Mesmo se considerarmos que a indústria da construção tenha de fato um efeito multiplicador positivo, este se verifica não pela base do produto (cimento, pedra, areia, tijolo, madeira têm um ciclo curto), mas principalmente pelos seus acabamentos e por tudo aquilo que os proprietários investem nos imóveis depois de prontos (os produtos associados a mobiliário, eletrodomésticos e decoração). O acabamento e a decoração têm um poder multiplicador, porque são produzidos industrialmente. Mas em casas e apartamentos de padrão popular que, em geral, são entregues sem nenhum acabamento, e com famílias de rendimento exíguo, pouquíssimos recursos serão destinados a mobiliário e decoração, uma vez que seus moradores ainda arcarão com custos de prestações, condomínio, água e luz regulares em um contexto de crise e desemprego (no qual não é aconselhável o endividamento em crediários). Assim, a indústria da construção, no caso da habitação popular, acaba por reduzir-se praticamente à base dos produtos (à sua estrutura mínima), com um poder multiplicador muito menor.

 

Do ponto de vista da quantidade dos empregos gerados, não há dúvida de que, pela sua baixa composição orgânica, a construção civil é uma empregadora maciça de mão-de-obra. Mas a "não-questão" do debate é a qualidade dos empregos gerados e seu patamar de exploração (como discutiremos adiante). Provavelmente a negociação entre governo e construtoras para definir o menor custo viável por unidade habitacional (o governo quer eleitores atendidos, enquanto as construtoras, rentabilidade crescente) poderá redundar em um aumento da extração da mais-valia absoluta, com precarização dos trabalhadores.

 

De uma perspectiva mais estritamente keynesiana, o pacote imobiliário não é uma política anti-cíclica, mas apenas uma política imobiliária que terá efeitos de médio prazo sobre o mercado de trabalho. Como definiu Keynes, a política anti-cíclica requer agilidade e absoluta desconsideração pela rentabilidade do negócio e, por isso, deve ser feita diretamente pelo poder público. Ela não tem como objetivo imediato recompor a rentabilidade do mercado e a criação de novos "negócios" para a iniciativa privada, como é o caso do "Minha casa, minha vida". O tempo lento dos investimentos habitacionais e a preocupação com a rentabilidade privada descaracterizam o pacote como política anti-cíclica. Uma opção keynesiana teria sido a criação de frentes de trabalho diretamente mobilizadas pelos governos, com gastos dissociados do rentismo imobiliário, como a canalização de córregos, a implantação de redes de esgoto, a melhoria dos calçamentos e praças nas periferias, a reforma de escolas e postos de saúde etc. Além disso, é preciso lembrar que o governo mantém o superávit primário, mesmo que em menor proporção, quando a base da política anti-cíclica é a criação de déficit público.

--- TRECHOS DA LISTAGEM ---
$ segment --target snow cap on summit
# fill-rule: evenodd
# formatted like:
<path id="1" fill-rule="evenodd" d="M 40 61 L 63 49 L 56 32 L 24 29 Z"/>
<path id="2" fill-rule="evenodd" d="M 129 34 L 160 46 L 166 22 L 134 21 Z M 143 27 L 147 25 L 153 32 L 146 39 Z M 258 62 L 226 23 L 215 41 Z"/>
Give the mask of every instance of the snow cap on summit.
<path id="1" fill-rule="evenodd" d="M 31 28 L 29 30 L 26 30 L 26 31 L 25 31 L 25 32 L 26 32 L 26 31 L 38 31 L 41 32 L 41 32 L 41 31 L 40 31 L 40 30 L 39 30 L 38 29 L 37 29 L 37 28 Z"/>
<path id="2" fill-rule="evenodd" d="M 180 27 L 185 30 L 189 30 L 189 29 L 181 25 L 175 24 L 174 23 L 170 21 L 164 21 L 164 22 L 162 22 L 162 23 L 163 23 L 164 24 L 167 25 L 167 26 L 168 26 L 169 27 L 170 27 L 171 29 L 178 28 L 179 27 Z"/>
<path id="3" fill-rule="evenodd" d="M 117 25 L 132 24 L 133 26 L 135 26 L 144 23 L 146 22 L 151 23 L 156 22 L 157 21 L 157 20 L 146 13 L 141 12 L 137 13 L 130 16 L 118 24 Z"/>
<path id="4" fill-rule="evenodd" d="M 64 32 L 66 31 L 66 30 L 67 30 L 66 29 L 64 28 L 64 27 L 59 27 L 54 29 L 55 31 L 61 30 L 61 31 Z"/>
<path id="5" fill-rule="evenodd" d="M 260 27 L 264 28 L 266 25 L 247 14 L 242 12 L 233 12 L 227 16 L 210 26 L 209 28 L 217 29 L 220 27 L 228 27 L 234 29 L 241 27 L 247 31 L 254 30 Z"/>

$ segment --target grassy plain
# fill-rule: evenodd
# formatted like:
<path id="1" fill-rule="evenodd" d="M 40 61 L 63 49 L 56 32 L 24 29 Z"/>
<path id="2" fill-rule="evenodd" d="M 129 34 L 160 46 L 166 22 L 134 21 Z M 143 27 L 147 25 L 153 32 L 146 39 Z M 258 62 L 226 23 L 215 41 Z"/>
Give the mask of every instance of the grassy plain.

--- TAREFAS OBRIGATÓRIAS ---
1. Redigite, sem nenhuma alteração, a parte do trecho sobre o pacote habitacional que começa com as palavras que contêm "Do ponto de" e termina com "precarização dos trabalhadores.".
2. De acordo com o trecho sobre o pacote habitacional, qual é a base da política anti-cíclica?
A listagem não tem nenhum papel nesta atividade.

--- RESULTADOS POR TAREFA ---
1.
Do ponto de vista da quantidade dos empregos gerados, não há dúvida de que, pela sua baixa composição orgânica, a construção civil é uma empregadora maciça de mão-de-obra. Mas a "não-questão" do debate é a qualidade dos empregos gerados e seu patamar de exploração (como discutiremos adiante). Provavelmente a negociação entre governo e construtoras para definir o menor custo viável por unidade habitacional (o governo quer eleitores atendidos, enquanto as construtoras, rentabilidade crescente) poderá redundar em um aumento da extração da mais-valia absoluta, com precarização dos trabalhadores.

2. A base da política anti-cíclica é a criação de déficit público.